#### WHAT YOU NEED TO DO
Reproduce the lines below from the one that contains "Where can the tall" through the end, inclusive, and add nothing.

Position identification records
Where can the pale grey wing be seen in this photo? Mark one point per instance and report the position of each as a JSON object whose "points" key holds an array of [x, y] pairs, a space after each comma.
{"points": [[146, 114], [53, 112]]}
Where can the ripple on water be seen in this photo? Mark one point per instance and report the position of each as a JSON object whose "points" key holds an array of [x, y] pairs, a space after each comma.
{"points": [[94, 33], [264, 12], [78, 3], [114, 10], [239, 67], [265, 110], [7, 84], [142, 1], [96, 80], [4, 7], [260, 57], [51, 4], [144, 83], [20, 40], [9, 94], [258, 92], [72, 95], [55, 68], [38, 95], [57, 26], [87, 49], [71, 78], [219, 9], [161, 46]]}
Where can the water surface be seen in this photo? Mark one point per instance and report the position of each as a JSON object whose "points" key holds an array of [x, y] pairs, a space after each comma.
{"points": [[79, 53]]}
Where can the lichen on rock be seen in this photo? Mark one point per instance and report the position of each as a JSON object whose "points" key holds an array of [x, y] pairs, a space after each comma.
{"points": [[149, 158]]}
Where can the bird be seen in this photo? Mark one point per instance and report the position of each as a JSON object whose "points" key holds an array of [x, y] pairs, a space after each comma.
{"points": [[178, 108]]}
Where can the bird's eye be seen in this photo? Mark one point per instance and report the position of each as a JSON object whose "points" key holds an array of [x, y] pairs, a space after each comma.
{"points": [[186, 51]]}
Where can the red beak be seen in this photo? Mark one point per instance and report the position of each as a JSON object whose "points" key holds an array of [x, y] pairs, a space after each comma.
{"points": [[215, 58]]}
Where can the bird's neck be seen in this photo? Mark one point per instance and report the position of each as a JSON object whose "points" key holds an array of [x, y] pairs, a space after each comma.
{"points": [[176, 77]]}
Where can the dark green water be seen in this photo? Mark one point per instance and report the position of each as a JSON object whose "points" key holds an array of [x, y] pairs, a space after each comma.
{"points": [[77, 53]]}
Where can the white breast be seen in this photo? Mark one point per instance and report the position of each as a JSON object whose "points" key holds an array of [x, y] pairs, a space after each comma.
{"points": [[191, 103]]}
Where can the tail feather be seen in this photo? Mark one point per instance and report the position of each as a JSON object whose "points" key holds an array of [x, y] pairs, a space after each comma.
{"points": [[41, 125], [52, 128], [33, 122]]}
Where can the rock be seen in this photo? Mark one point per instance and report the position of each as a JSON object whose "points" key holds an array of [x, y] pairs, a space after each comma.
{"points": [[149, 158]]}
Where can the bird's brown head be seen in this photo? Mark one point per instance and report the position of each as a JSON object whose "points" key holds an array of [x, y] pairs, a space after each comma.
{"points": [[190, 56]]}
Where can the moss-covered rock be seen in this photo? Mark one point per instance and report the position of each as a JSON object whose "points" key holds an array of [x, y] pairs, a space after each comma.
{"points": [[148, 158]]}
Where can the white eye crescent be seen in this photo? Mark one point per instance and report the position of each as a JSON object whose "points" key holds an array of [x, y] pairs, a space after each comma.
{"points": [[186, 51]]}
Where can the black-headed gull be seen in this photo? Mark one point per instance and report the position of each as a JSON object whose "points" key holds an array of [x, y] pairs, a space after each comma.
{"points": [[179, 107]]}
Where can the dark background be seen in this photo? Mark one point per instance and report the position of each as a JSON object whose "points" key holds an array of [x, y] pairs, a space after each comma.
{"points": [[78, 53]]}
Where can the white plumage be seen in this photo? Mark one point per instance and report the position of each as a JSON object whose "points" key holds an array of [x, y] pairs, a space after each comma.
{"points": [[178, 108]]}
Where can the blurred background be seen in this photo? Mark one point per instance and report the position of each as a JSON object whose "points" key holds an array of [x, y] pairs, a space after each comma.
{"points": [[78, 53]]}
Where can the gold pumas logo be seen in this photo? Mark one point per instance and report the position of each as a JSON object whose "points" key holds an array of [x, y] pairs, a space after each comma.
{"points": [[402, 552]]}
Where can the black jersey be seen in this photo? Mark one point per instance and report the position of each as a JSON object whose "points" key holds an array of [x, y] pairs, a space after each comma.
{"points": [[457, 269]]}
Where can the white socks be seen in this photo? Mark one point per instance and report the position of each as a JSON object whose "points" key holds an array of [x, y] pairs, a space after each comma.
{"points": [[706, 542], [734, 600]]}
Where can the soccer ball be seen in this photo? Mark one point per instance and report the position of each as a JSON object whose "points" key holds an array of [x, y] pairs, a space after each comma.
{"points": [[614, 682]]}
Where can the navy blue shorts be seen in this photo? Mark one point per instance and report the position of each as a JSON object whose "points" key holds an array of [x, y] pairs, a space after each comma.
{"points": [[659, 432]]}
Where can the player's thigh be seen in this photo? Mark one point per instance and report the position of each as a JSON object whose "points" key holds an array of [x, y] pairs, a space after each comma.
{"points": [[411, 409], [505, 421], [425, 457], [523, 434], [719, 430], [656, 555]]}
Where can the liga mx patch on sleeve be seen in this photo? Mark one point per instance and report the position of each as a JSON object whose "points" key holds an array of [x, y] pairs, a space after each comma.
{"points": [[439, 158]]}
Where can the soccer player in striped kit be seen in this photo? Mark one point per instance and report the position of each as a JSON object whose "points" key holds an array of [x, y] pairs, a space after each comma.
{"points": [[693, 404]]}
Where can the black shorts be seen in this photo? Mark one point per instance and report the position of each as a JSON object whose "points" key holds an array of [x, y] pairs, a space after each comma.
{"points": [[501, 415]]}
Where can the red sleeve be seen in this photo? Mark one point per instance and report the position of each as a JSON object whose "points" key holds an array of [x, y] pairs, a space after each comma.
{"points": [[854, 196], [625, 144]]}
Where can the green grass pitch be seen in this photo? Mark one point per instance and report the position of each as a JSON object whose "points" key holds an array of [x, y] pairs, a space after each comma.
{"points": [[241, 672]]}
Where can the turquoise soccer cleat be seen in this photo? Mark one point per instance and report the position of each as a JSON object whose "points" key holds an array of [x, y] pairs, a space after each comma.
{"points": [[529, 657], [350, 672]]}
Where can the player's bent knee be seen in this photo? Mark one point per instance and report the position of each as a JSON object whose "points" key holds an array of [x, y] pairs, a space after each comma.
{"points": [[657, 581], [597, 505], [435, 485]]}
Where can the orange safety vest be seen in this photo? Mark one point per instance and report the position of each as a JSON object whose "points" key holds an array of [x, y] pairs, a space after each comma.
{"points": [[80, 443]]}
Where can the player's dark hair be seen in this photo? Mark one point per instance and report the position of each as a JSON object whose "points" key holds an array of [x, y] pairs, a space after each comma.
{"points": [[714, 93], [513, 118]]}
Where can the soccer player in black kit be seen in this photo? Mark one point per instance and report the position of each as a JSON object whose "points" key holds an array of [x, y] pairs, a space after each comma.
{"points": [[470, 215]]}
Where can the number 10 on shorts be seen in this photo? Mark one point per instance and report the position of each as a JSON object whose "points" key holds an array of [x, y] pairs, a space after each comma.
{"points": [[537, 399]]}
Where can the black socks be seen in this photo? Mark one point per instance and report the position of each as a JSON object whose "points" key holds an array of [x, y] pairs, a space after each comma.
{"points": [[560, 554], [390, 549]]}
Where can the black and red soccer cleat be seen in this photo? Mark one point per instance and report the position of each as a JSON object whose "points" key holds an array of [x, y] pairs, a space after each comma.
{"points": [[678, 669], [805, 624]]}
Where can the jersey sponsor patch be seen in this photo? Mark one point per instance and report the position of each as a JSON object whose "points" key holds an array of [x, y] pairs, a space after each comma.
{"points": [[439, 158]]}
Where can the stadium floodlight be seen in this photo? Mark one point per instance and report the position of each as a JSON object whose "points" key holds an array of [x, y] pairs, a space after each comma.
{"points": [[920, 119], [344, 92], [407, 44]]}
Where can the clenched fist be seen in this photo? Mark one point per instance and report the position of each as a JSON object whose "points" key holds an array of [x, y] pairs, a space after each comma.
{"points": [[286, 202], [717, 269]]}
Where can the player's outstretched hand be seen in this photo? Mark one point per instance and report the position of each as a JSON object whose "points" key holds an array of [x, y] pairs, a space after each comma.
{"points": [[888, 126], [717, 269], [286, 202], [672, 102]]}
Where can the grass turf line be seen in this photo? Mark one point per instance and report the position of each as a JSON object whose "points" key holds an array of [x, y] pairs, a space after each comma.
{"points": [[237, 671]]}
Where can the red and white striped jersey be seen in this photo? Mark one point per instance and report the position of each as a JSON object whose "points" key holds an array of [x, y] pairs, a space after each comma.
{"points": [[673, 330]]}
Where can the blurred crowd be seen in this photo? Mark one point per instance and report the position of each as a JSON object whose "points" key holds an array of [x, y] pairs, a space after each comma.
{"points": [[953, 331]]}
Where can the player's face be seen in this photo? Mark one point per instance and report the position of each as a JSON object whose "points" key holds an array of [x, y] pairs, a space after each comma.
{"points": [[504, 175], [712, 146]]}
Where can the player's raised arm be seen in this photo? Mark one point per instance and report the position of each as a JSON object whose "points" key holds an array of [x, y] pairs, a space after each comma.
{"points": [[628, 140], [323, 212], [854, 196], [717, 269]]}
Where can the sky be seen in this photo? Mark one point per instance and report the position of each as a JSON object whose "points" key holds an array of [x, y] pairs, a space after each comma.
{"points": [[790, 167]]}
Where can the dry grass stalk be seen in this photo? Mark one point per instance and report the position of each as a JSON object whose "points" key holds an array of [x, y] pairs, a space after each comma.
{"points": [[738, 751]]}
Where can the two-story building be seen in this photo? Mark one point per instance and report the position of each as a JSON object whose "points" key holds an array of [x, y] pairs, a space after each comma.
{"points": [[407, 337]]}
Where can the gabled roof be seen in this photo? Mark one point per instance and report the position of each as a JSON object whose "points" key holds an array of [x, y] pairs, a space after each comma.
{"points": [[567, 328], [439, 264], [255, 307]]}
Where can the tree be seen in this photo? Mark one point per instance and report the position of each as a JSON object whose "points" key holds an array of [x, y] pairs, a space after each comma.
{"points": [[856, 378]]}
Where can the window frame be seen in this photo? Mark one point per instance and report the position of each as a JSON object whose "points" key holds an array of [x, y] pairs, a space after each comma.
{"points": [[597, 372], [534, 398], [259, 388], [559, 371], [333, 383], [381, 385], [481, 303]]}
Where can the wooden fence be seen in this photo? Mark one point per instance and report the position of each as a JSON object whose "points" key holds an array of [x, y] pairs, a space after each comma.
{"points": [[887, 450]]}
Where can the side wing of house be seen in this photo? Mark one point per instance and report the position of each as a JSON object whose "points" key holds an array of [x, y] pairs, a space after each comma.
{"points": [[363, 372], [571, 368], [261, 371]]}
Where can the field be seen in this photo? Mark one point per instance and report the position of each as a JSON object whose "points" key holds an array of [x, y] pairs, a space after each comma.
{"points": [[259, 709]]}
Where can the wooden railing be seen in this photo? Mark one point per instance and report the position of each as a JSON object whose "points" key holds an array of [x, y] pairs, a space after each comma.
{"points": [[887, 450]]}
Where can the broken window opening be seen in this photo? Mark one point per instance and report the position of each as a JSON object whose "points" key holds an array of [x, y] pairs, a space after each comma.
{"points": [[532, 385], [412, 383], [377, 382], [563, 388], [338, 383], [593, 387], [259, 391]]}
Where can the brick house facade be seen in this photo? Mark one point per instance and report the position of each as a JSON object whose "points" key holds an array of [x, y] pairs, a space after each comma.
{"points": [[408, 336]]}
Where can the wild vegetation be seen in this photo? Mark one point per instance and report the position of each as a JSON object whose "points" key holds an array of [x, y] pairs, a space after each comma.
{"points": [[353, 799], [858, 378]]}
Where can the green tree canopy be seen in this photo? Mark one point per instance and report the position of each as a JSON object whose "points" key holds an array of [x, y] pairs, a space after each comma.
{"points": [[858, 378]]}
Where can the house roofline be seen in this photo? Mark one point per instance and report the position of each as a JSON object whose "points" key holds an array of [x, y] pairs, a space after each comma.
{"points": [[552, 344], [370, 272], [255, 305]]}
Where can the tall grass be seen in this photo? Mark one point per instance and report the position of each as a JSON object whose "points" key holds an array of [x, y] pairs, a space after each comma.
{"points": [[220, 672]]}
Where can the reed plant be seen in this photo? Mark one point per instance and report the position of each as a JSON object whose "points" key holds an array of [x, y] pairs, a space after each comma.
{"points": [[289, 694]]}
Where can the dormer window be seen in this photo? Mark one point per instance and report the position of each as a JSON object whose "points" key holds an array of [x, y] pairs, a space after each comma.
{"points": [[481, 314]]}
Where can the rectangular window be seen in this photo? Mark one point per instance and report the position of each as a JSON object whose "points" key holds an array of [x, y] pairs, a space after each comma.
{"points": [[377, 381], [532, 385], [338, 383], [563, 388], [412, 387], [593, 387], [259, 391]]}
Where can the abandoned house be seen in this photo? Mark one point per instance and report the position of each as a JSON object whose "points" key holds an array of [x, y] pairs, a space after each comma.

#### SOLUTION
Where can the tall grass be seen in this photo? Mark one point per instance and report the position of each as a JSON object whose "points" key holds an array of [x, y] pairs, a space after each comma.
{"points": [[220, 672]]}
Where can the reed plant be seen in this photo? Mark one point per instance and report the position of each as a JSON object whose "points" key holds an array of [x, y] pairs, a space after each comma.
{"points": [[289, 694]]}
Where can the dormer window be seen in this photo? Mark one point per instance and report the position of each as a JSON object whose "points" key holds an array of [x, y] pairs, a space after each comma.
{"points": [[481, 314]]}
Where can the rectangular window be seen in this photo? Mark one point per instance and report the position of each as a JSON object whose "points" key holds an array of [x, y] pairs, a space after each comma.
{"points": [[377, 381], [532, 385], [338, 383], [563, 388], [412, 387], [593, 387], [259, 391]]}
Where can the abandoned house be seen in this photo? Mark one point per instance and report the position of each as a JSON object whose "points" key holds an array of [x, y] pairs, a space after each comma.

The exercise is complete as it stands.